Work request. Beginning with the line where "Find the moss-covered" occurs, set down each line of the records through the final one, exactly and without additions.
::::::
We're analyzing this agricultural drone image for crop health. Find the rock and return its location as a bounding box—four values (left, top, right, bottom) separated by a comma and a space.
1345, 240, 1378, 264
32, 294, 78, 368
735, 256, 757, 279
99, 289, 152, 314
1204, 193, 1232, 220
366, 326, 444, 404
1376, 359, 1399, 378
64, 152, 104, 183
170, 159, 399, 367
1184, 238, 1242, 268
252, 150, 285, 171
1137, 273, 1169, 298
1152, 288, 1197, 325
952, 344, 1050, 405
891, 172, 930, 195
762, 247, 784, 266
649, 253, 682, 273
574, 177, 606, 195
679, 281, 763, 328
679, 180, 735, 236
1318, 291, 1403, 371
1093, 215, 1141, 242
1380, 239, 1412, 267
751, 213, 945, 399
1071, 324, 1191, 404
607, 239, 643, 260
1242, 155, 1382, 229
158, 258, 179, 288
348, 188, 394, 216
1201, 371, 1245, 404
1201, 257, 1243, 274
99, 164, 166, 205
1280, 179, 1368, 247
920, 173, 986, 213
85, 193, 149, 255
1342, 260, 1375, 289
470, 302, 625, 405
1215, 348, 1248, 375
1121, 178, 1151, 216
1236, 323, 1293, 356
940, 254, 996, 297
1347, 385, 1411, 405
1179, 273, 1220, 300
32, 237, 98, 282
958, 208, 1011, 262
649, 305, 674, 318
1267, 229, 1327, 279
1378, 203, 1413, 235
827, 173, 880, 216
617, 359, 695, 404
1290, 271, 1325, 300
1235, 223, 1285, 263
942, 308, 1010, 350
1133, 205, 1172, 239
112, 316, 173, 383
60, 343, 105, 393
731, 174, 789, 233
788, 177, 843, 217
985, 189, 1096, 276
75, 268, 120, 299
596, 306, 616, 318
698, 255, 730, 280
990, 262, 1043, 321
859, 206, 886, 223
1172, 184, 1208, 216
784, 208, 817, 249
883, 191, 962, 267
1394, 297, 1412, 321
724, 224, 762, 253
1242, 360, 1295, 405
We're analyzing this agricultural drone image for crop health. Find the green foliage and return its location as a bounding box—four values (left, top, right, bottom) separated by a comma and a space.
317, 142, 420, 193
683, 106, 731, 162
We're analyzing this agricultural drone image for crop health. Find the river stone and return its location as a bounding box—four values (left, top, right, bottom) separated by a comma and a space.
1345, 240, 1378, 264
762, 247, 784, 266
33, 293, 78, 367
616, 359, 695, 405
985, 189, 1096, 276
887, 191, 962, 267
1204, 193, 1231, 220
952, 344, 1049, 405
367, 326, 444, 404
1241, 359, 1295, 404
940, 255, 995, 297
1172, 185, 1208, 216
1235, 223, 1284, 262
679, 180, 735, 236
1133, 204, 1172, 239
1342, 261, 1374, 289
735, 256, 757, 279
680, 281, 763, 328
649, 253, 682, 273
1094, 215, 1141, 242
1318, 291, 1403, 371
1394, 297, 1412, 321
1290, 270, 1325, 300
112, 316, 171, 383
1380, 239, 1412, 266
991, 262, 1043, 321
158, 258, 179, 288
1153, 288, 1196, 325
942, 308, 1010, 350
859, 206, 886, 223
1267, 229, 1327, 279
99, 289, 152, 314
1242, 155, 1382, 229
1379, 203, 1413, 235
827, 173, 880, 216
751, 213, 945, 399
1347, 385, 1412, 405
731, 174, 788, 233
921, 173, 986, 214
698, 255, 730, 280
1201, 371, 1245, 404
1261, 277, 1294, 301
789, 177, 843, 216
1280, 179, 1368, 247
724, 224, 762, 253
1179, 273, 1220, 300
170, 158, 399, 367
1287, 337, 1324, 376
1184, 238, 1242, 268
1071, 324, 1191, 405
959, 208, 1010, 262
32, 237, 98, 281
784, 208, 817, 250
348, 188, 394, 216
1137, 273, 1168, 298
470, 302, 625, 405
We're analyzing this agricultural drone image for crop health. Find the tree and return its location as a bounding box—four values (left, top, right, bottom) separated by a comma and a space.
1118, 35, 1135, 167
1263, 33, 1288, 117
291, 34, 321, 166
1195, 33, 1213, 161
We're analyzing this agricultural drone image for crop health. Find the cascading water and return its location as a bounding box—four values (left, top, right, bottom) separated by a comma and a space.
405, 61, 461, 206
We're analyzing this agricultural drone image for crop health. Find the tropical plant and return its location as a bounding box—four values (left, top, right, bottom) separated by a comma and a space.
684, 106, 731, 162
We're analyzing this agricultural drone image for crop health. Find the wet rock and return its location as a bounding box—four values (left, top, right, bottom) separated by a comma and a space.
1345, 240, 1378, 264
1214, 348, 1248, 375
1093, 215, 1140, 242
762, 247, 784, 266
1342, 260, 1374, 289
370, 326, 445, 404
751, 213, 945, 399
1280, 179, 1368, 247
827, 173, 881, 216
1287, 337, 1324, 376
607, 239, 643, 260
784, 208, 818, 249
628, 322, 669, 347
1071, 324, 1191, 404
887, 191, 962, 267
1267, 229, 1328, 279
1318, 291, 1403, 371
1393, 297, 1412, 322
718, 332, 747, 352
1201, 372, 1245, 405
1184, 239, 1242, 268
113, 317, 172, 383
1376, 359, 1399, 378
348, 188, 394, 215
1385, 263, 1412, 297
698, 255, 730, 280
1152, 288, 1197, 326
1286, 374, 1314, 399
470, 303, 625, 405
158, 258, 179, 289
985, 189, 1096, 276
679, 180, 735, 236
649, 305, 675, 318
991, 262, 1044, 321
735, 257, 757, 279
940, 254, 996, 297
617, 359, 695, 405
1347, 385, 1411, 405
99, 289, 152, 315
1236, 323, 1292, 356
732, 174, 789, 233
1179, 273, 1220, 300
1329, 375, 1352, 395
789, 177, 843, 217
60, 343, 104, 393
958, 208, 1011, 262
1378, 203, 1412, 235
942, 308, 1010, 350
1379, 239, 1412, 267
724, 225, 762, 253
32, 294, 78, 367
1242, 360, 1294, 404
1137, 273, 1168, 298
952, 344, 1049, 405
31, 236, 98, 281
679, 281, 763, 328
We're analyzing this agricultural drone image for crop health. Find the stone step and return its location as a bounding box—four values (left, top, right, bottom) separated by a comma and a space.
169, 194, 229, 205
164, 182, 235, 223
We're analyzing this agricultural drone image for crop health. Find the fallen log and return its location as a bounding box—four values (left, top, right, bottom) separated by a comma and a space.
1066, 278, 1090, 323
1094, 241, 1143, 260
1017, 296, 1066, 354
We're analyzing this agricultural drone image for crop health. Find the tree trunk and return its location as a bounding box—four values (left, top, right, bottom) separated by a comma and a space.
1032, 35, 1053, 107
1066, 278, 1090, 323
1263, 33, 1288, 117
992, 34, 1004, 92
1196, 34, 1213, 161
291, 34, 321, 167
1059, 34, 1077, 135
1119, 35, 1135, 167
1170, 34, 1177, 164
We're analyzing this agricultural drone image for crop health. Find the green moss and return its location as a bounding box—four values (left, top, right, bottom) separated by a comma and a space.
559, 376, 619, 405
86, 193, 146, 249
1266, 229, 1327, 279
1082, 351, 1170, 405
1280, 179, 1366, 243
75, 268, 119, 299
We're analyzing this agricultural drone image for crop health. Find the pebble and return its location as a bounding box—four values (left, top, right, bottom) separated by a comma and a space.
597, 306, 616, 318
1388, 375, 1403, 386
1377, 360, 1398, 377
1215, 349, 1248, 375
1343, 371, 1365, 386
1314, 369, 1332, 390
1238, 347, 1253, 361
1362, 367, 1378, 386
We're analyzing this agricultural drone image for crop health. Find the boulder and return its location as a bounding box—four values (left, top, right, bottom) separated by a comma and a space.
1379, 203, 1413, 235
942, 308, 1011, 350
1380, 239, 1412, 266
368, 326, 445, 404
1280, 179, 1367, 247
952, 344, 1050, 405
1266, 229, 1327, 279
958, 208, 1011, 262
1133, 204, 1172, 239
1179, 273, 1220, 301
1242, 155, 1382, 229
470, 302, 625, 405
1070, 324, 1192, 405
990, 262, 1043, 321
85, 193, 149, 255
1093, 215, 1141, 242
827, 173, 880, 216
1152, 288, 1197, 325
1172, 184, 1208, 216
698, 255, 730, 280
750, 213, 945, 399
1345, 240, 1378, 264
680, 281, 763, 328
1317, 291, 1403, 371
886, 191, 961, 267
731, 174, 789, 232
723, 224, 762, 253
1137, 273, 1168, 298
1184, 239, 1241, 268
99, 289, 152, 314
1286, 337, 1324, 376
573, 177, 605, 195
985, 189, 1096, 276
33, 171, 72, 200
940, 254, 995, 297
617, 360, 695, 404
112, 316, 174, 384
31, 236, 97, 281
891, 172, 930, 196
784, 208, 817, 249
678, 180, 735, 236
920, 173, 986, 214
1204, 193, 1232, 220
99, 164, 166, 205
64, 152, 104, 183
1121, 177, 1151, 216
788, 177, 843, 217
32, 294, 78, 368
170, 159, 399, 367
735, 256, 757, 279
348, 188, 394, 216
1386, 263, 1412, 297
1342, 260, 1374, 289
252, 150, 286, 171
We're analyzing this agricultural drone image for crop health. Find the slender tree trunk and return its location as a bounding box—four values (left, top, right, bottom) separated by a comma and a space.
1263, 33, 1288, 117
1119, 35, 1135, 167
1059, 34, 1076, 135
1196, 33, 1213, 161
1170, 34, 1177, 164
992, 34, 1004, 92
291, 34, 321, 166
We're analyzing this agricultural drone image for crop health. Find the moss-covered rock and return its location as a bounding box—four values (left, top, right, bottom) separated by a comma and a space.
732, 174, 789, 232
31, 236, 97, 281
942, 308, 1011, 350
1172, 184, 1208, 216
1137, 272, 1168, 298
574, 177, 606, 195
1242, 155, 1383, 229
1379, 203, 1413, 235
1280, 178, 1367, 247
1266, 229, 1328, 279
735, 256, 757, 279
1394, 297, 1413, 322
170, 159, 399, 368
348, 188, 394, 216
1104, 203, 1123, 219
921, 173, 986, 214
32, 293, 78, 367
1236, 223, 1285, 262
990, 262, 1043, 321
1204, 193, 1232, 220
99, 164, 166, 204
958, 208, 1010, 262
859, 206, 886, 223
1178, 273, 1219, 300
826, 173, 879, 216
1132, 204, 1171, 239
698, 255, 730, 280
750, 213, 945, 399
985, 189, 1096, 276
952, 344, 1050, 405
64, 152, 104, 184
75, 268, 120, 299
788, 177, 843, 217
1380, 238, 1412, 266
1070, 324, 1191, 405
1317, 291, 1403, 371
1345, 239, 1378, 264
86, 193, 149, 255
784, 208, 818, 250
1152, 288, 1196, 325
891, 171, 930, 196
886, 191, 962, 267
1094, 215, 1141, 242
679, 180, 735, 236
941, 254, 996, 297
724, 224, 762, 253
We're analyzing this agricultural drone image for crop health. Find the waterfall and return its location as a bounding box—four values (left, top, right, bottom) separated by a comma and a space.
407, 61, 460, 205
::::::
Problem solution.
We're analyzing this agricultural drone image for crop health. Find the moss-covered rock and return its location as a bounding box—four values (left, top, right, bottom) separated by a comma and a space.
732, 174, 789, 232
31, 236, 97, 281
942, 308, 1011, 350
1172, 184, 1208, 216
1137, 272, 1168, 298
574, 177, 606, 195
1242, 155, 1383, 229
1379, 203, 1413, 235
1280, 178, 1367, 247
1266, 229, 1328, 279
735, 256, 757, 279
1394, 297, 1413, 322
170, 159, 399, 368
348, 188, 394, 216
1104, 203, 1123, 219
921, 173, 986, 214
32, 293, 78, 367
1236, 223, 1285, 262
990, 262, 1043, 321
1204, 193, 1232, 220
99, 164, 166, 204
958, 208, 1010, 262
859, 206, 886, 223
1178, 273, 1219, 300
826, 173, 879, 216
1132, 204, 1171, 239
698, 255, 730, 280
750, 213, 945, 399
985, 189, 1096, 276
952, 344, 1050, 405
64, 152, 104, 184
75, 268, 120, 299
788, 177, 843, 217
1380, 238, 1412, 266
1070, 324, 1191, 405
1317, 291, 1403, 371
1345, 239, 1378, 264
86, 193, 149, 255
784, 208, 818, 250
1152, 288, 1196, 325
891, 171, 930, 196
886, 191, 962, 267
1094, 215, 1141, 242
679, 180, 735, 236
941, 254, 996, 297
724, 224, 762, 253
We're analyzing this agricultural drone image for crop health. Find the waterfall and return its location as a bounding box—four values (left, top, right, bottom) separated by a comma and a space.
407, 61, 460, 205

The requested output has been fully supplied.